Top of THE DATA

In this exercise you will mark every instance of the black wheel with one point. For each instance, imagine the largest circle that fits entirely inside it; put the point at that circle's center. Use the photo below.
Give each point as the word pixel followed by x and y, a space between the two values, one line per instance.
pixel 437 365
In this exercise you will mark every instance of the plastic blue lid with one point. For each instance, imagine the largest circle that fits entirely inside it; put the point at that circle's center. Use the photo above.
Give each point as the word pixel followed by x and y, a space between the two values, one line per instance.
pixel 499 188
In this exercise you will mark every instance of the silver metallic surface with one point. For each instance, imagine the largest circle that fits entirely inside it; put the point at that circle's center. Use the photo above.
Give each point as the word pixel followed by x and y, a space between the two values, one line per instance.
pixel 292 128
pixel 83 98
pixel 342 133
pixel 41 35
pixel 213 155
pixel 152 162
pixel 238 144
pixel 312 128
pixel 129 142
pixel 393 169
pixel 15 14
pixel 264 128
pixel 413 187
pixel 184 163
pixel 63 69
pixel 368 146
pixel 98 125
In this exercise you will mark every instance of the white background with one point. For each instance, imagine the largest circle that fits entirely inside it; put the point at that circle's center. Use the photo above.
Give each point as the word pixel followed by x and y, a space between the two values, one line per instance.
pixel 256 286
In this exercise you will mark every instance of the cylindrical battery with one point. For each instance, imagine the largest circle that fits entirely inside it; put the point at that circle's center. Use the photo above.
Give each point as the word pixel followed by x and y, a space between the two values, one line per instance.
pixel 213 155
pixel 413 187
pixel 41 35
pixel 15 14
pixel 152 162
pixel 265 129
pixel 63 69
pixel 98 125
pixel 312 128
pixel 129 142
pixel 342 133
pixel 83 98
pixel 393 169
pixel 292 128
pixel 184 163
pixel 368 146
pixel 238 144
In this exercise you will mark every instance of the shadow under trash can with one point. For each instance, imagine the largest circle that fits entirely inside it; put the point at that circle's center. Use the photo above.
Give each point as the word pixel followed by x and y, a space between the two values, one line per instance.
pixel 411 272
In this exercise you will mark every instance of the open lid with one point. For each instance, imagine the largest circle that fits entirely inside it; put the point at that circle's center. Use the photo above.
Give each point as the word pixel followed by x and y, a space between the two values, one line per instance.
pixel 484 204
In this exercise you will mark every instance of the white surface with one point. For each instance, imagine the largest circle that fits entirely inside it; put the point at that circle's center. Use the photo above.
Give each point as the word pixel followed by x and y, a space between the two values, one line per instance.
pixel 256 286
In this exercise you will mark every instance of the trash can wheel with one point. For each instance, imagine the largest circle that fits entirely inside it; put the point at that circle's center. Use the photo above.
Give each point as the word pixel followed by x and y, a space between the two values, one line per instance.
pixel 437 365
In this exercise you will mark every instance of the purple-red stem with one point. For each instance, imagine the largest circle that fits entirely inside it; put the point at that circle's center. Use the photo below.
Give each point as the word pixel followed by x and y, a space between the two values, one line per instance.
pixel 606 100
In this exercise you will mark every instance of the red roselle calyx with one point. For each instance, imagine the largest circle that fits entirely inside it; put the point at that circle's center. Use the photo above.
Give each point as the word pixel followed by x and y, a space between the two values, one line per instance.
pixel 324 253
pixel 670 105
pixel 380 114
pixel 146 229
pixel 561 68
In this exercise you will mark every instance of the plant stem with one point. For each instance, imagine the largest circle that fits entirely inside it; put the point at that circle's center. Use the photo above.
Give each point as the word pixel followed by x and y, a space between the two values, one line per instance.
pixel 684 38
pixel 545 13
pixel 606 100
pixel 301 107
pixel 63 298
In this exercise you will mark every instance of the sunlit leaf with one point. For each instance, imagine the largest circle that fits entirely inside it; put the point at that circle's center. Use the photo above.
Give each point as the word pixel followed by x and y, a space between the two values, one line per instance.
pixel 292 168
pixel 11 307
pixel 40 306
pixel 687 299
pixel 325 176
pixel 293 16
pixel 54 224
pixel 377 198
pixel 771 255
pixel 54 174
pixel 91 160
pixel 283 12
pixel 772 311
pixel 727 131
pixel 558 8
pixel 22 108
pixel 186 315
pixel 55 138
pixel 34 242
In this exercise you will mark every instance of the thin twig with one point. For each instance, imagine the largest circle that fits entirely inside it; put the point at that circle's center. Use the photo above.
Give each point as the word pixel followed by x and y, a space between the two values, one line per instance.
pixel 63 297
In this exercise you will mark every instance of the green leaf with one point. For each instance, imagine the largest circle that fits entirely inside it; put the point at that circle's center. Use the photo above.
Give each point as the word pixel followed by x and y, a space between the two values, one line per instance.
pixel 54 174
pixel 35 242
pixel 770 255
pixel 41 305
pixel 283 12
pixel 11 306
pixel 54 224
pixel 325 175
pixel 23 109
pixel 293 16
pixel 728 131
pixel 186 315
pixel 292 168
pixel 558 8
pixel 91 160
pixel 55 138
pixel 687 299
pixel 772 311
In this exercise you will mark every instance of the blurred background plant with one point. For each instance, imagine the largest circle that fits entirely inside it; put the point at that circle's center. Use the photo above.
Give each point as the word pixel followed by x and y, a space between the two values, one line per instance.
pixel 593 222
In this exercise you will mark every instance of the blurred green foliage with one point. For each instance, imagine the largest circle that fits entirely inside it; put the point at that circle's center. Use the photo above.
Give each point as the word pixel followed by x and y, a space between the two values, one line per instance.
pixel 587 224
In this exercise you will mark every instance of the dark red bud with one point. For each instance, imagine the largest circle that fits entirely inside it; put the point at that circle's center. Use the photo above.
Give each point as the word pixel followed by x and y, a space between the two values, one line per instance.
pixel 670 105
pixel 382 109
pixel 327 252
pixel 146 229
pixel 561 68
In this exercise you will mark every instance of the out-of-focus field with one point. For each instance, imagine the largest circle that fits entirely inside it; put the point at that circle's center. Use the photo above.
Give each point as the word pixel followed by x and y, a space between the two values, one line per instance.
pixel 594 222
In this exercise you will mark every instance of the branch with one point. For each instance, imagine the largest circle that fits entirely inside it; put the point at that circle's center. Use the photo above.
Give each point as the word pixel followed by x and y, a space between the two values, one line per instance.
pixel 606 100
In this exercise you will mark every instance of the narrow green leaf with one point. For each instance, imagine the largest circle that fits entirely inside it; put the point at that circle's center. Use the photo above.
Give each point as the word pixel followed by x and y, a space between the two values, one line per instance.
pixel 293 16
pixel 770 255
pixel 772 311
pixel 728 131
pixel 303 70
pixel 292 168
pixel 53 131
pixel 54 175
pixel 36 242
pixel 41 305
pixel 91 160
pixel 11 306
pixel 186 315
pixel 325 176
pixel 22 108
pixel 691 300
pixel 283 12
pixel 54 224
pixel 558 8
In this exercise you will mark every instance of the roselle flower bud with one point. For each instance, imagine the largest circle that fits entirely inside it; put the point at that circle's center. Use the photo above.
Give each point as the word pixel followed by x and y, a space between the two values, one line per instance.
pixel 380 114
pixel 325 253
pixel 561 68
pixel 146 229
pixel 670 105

Bottom of THE DATA

PROBLEM TO SOLVE: The answer must consist of every line in the records above that contains the word "roselle".

FINAL ANSWER:
In this exercise you will mark every instance of the red roselle calyx with one point. For each instance, imagine the largest circle that fits entirely inside it; put the point at that circle's center. Use the photo above.
In this exercise you will mark every instance of the roselle flower bud with one point. For each instance, imagine the largest circle that fits entirely inside it; put the point at that circle's center. Use the photo above.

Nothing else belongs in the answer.